— Start of PAGE EXCERPT —
Record Backlog of $37.8 Million; Net Earnings of $0.2 Million; Management Reiterates Full-Year Guidance

Fort Lee, NJ, August 11, 2016 / PRNewswire / – Pioneer Power Solutions, Inc. (Nasdaq: PPSI) (“Pioneer” or the “Company”), a company engaged in the manufacture, sale and service of electrical transmission, distribution and on-site power generation equipment, today announced its financial results for the second quarter and year-to-date periods ended June 30, 2016.

Nathan Mazurek, Pioneer’s Chairman and Chief Executive Officer, said, “This represents the third consecutive quarter that we have delivered results that reflect the underlying sales and earnings power of Pioneer. We achieved a double-digit increase in sales in the second quarter, and our strong backlog supports our expectations for continued growth. Our operating income and Adjusted EBITDA both improved by $2.1 million compared to the second quarter of 2015. This improvement over the past year is the direct result of specific actions to eliminate losses at two divisions, putting us back on the right path for growth and improved profitability. As a result, we continue to advance towards achieving our full-year 2016 guidance.”

“We ended the second quarter with a record $37.8 million backlog,” continued Mr. Mazurek. “Demand for our solutions is strong, and we are encouraged by the level of sales activity that has continued into the start of the third quarter. Our primary focus is on expanding profit margins, improving overall efficiency and increasing our profitability and cash flows. We are increasingly well positioned to deliver on these goals.”
— End of PAGE EXCERPT —
— Start of SUPPLIED INFORMATION —
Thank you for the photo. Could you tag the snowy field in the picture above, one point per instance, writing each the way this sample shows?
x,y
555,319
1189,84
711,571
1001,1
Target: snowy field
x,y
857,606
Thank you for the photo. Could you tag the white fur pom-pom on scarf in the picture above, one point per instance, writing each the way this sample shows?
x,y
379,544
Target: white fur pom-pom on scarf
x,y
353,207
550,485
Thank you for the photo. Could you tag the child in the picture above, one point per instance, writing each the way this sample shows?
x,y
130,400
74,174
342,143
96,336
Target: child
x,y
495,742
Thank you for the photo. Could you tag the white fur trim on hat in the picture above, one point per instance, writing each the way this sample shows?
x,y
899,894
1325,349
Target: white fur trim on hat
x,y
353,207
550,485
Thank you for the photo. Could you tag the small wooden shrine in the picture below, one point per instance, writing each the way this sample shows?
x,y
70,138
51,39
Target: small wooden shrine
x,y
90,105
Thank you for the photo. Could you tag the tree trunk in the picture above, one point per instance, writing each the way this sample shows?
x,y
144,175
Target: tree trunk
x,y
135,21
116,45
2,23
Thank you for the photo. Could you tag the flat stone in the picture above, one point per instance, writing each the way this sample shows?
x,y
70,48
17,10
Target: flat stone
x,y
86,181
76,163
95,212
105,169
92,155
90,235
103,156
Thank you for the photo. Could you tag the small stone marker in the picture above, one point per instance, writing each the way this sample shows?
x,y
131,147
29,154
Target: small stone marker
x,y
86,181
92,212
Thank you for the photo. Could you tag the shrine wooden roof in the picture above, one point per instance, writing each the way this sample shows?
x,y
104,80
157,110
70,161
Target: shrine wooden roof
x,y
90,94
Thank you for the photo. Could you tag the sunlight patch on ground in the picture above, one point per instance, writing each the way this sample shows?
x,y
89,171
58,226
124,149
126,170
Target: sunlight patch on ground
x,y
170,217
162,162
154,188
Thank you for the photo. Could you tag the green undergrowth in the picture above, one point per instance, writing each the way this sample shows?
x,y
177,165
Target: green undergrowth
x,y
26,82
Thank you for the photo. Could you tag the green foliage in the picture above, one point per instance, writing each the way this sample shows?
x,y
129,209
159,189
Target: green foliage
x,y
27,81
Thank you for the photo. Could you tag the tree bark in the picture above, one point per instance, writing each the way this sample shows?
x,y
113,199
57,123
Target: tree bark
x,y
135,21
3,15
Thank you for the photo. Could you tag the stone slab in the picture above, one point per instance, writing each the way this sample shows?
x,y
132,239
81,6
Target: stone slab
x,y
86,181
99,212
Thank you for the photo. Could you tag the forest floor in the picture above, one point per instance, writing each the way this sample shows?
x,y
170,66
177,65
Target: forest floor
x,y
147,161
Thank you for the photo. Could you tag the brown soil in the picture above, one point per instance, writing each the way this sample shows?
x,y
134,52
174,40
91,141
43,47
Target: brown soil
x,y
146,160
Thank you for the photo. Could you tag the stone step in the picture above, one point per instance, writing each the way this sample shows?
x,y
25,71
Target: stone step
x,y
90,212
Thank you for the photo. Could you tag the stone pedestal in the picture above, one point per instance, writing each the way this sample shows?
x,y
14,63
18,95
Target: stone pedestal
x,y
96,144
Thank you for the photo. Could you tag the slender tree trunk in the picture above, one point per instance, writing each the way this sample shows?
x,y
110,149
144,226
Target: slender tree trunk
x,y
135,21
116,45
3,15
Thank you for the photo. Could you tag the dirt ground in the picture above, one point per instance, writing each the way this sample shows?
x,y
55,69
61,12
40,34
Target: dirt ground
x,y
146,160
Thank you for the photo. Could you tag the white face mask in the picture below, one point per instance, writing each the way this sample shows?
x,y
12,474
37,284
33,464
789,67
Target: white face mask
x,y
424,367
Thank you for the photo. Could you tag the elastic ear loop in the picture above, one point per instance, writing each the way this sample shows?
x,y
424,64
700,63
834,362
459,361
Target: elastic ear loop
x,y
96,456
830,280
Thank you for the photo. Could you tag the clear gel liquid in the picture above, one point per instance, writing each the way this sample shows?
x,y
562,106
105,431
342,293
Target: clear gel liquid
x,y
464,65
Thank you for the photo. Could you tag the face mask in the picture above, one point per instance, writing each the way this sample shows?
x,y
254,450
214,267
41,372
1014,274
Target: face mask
— End of SUPPLIED INFORMATION —
Reproduce the press release between "Record Backlog of" and "June 30, 2016.", inclusive, renaming "second quarter" to "Q2" each time it occurs.

Record Backlog of $37.8 Million; Net Earnings of $0.2 Million; Management Reiterates Full-Year Guidance

Fort Lee, NJ, August 11, 2016 / PRNewswire / – Pioneer Power Solutions, Inc. (Nasdaq: PPSI) (“Pioneer” or the “Company”), a company engaged in the manufacture, sale and service of electrical transmission, distribution and on-site power generation equipment, today announced its financial results for the Q2 and year-to-date periods ended June 30, 2016.